## SUPPLIED DATA
▬▬▬▬▬▬

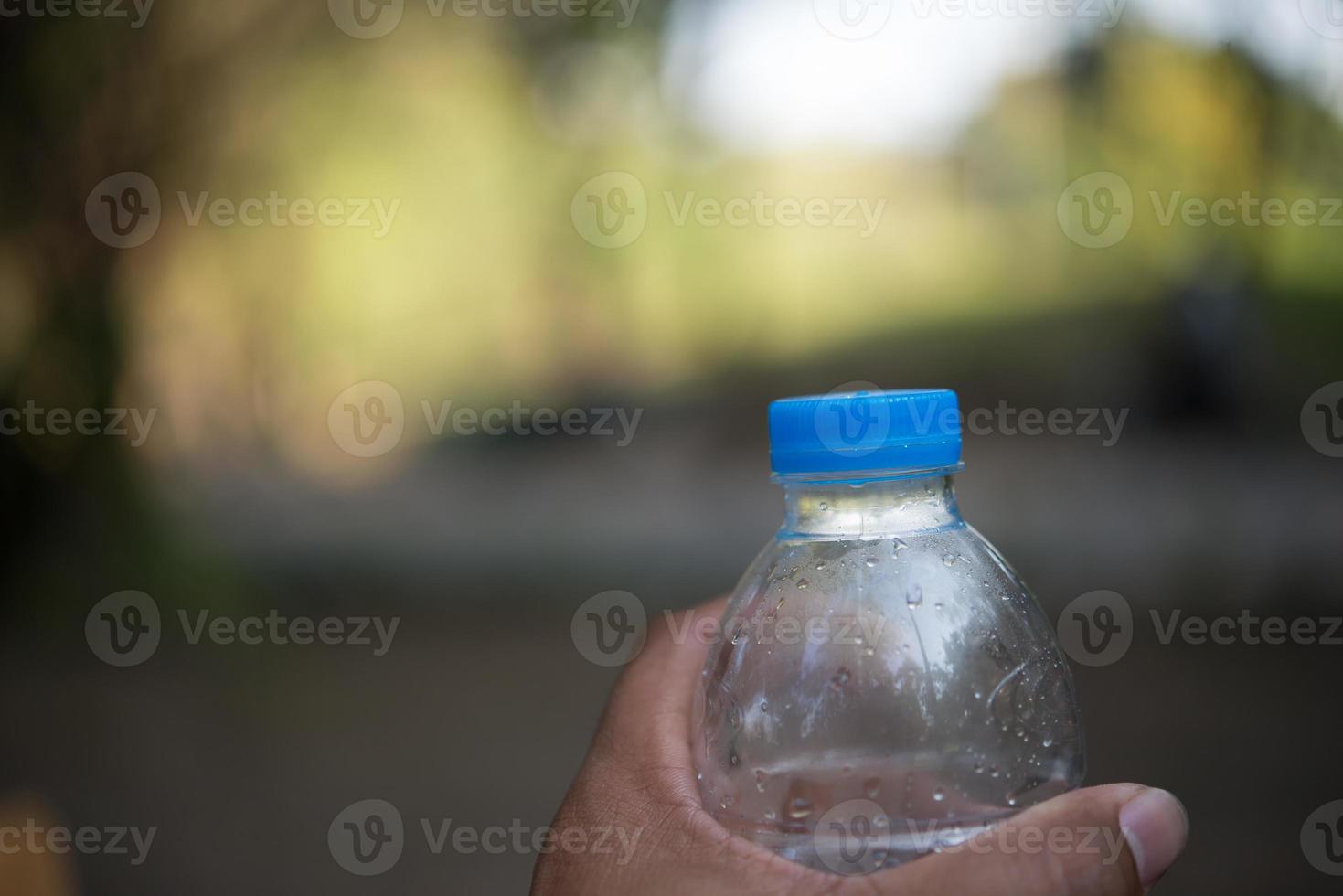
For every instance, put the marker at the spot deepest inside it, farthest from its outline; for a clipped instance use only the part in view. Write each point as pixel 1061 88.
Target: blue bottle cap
pixel 865 432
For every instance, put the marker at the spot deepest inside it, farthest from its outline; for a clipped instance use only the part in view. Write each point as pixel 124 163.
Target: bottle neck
pixel 876 508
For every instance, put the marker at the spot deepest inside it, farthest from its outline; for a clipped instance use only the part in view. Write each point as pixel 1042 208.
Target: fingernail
pixel 1156 827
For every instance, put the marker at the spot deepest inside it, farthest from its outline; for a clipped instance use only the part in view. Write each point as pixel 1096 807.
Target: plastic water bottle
pixel 884 686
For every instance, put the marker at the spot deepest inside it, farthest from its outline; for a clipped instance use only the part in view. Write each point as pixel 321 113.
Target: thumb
pixel 1103 841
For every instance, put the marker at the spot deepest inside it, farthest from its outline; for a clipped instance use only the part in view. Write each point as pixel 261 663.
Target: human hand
pixel 638 781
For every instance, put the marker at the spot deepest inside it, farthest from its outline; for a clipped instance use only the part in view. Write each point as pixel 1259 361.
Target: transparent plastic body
pixel 885 686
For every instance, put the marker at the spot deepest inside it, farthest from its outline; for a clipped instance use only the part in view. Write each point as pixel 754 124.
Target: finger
pixel 647 718
pixel 1103 841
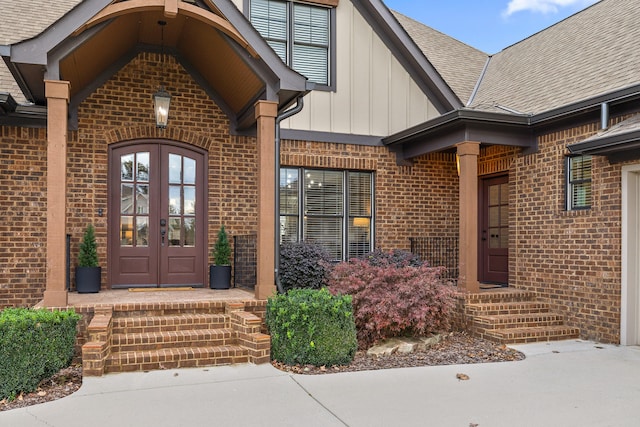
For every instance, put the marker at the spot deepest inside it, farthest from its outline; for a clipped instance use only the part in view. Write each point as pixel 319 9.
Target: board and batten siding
pixel 375 95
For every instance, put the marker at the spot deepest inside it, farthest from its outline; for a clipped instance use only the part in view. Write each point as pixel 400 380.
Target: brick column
pixel 266 113
pixel 57 93
pixel 468 153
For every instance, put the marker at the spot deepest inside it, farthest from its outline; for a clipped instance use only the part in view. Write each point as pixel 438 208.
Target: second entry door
pixel 158 230
pixel 494 242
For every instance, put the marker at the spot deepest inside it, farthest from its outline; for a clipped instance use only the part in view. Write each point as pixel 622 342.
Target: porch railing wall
pixel 438 251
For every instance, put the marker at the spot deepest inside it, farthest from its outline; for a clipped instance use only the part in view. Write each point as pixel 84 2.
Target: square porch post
pixel 57 93
pixel 266 112
pixel 468 153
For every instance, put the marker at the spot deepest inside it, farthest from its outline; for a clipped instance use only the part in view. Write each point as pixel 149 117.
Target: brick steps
pixel 172 322
pixel 143 337
pixel 533 334
pixel 171 339
pixel 512 316
pixel 182 357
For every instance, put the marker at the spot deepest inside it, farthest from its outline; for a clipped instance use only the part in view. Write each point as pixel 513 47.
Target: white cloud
pixel 542 6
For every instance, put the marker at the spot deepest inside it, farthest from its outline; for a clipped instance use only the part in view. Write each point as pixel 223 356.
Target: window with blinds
pixel 332 208
pixel 299 33
pixel 579 182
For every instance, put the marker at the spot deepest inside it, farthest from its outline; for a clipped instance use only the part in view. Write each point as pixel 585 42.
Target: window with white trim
pixel 298 32
pixel 332 208
pixel 578 174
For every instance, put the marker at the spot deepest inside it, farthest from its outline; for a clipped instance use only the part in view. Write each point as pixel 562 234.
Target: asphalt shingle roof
pixel 590 53
pixel 23 20
pixel 445 53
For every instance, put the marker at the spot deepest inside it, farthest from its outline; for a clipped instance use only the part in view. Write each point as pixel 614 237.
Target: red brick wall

▬▬▬▬▬▬

## PROBLEM REQUIREMENTS
Would you output the data above exactly as written, but with no images?

## EXERCISE SOLUTION
For every instance, put the marker at the spot deepest inside it, farthest from its outline; for a clipped instance use only the part in view. Write each point as pixel 1061 88.
Target: blue bottle cap
pixel 865 432
For every instance, put the marker at the spot deepest inside it, farthest from its outline; for a clipped instance use only the part in view. Write each point as pixel 124 163.
Target: bottle neck
pixel 876 508
For every instance, put the marker at the spot deepest inside it, farthest from its outline; for a clipped instance use only the part in view. Write each point as pixel 1042 208.
Target: fingernail
pixel 1156 827
For every instance, put the marker at the spot deepest inside it, farthest from its outline; for a clipped instance use only the part in view. Write each point as pixel 1096 807.
Target: plastic water bottle
pixel 884 686
For every instance, put the marker at the spot deepest inside it, farthest from its outline; for a clipped instance use only the part in view. Write each point as pixel 321 113.
Target: thumb
pixel 1103 841
For every instance, put the marker at the spot deepest inside it, farthest from its outline; for a clipped instance use only the part in view. Write each point as pixel 261 663.
Target: human hand
pixel 638 781
For every instance, put the marker at the spot deepest inside it, farthest from its outline; for a clipped instance use only the part in view. Write each point as pixel 1259 361.
Target: transparent plastic body
pixel 885 686
For every instance, put the marker at the spot deepest inside it, farthest from its outline; for a clipped instance use only the part in view. Write each point as pixel 754 124.
Target: finger
pixel 647 718
pixel 1103 841
For every instance, put the marker at the spot deepest inside it, farthest from its outline; for a clipped instance use only the part in view. Write each point as pixel 319 9.
Target: board and batten siding
pixel 375 95
For every instance, put the marker at the spot deepest inside it, farthest from its outline; for a clipped instance use only the part in view. Write each point as pixel 400 380.
Target: brick column
pixel 266 113
pixel 57 93
pixel 468 153
For every instance, put the marker at the spot deepest inside it, farthest from its outline; for a clipped instance use only the part in view. Write each point as pixel 438 208.
Target: second entry door
pixel 158 230
pixel 494 242
For every instance, put the marker at the spot deepest inside it, farthest from its outline; for a clipped instance use only the part in view. Write each point as pixel 622 342.
Target: porch railing wall
pixel 438 251
For every instance, put the marker at the spot deepest inside it, farthest from its outline; for a clipped instance use only the part in view. Write each point as pixel 84 2.
Target: square porch post
pixel 57 93
pixel 266 112
pixel 468 153
For every instance, put the marker at the spot deepest inside it, farthest from its outline; for a clipped instance use only the part in view. Write each point as pixel 149 117.
Target: brick steps
pixel 172 322
pixel 143 337
pixel 533 334
pixel 171 339
pixel 512 316
pixel 182 357
For every instance, put the marker at the spot deepest inside it, farthest from its outline; for a clipped instance use only the part in view. Write each point as pixel 513 47.
Target: white cloud
pixel 542 6
For every instance, put the marker at the spot deepest inside it, farthest from its outline; for a clipped instance use only the part in view. Write each point as pixel 223 356.
Target: window with blinds
pixel 332 208
pixel 299 33
pixel 579 182
For every instance, put the marker at the spot deepest inside it, farthest from its outline; for a clipped instance use only the part in view. Write each point as pixel 585 42.
Target: window with white trim
pixel 298 32
pixel 332 208
pixel 578 174
For every instance, put the marker at the spot deepest inside it, farthest from its outline; for a clipped instance use only the part in view. Write each point as pixel 562 234.
Target: asphalt shingle roof
pixel 590 53
pixel 23 20
pixel 445 53
For every instance, put the marker at the spot deepest inside it, farthest from its outline; for a clipped instance use only the part in view. Write each point as pixel 614 237.
Target: red brick wall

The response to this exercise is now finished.